## DOCUMENT SECTION

[Start of section]

The endless battle against plastic we experienced on Coll has been brought firmly into the public consciousness this summer through widespread reports of beaches being left awash with litter. On social media, local communities have spoken out of their despair at cleaning a beach one day, only for it to be trashed again the next. The question for activists is, if individual actions like beach cleans are fighting an endless battle, how can we make a lasting impact on plastic pollution?
Ocean activist charity Surfers Against Sewage (SAS) encourages “all surfers [to] take stewardship of the surfing environment and carry out actions to preserve and improve the places we live, surf and love.” For SAS, the answer to taking your activism “beyond the beach clean” is coordinated campaigns for change. Amy Slack, Head of Campaigns and Policy at SAS, says: “It’s time to fight back and demand better policy, better business practices and better systems that allow us to rid the ocean and natural environments of plastic pollution.”
Through nationwide beach, river and mountain cleans, SAS’ activists become citizen scientists, collecting data on plastic pollution across the UK so the companies producing the most pollution can be identified. This summer SAS’ Return to Offender campaign called companies out on social media when their products were collected, engaging brands in public discussion about their plastic-reduction policies. These campaigns shift the focus from clearing up plastic to preventing it being made in the first place.
SAS’ fight against plastic and pollution is delicately poised. On top of the onslaught of single-use plastic brought on by the COVID-19 pandemic (the SAS website cites reports saying the Mediterranean will soon contain more disposable masks than jellyfish), this month Defra reported that all England’s rivers have failed to meet legally binding pollution quality tests. This autumn the UK’s Environment Bill is passing through Parliament. SAS say the legislation in the bill currently is mostly weaker than EU regulations and lacks teeth because it contains no legal obligation for the government to follow independent expert advice. The Environment Bill’s stated aim of “improving the natural environment” sits uncomfortably with Boris Johnson’s economic growth strategy to “build, build, build.”
But in the face of this adversity, there is evidence that by bringing together communities from the Hebrides to Cornwall, SAS’s activism is driving change. This month the supermarket Iceland joined forces with SAS, Greenpeace, Friends of the Earth and A Plastic Planet to call on business to commit to transparency in reporting their plastic usage, and for the Government to mandate plastic reporting and pollution-reduction targets through the Environment Bill.
Hugo Tagholm, CEO of SAS, said: “We believe that setting plastic-pollution-reduction targets in the Environment Bill will help drive the action required at individual, business and community levels to stem the plastic tide. We urgently need measures that correspond with these targets, including transparent reporting from all businesses, reuse incentives and a deposit return system on plastic bottles. We have a once-in-a-generation opportunity to deliver world-beating legislation to end plastic pollution once and for all.”

[End of section]

## TASK PROMPT
In the passage about Surfers Against Sewage, what was the name of the campaign that called out companies on social media when their products were collected?

## INFORMATION
[Start of section]

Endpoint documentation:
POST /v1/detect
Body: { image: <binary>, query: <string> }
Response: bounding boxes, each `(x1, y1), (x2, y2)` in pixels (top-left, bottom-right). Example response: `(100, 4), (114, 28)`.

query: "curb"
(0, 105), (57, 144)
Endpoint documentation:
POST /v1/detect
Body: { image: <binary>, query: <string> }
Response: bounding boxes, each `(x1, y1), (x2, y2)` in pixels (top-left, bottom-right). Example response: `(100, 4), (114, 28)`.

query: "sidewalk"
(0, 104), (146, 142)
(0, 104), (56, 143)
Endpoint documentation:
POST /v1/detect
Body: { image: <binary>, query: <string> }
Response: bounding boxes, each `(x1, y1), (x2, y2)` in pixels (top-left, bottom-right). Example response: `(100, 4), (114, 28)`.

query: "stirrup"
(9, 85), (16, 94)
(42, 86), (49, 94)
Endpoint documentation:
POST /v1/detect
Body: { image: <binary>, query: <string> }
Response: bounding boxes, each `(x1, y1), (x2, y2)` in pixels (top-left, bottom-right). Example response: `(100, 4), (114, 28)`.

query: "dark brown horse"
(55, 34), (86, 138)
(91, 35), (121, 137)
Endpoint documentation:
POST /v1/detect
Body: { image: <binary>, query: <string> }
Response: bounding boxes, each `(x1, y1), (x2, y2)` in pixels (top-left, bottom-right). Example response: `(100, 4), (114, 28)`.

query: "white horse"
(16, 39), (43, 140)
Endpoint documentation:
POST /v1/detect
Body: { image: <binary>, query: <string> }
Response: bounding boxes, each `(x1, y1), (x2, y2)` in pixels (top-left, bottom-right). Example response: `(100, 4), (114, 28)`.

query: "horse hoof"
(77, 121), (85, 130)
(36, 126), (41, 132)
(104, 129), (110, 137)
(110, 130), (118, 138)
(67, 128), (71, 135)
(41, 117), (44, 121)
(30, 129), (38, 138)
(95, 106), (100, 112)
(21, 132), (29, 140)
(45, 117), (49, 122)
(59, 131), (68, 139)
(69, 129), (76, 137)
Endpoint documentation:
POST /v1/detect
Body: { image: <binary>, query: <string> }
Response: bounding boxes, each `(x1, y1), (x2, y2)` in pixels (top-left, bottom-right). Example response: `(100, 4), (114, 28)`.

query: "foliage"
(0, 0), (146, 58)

[End of section]

## COMPLETED EXERCISE
Return to Offender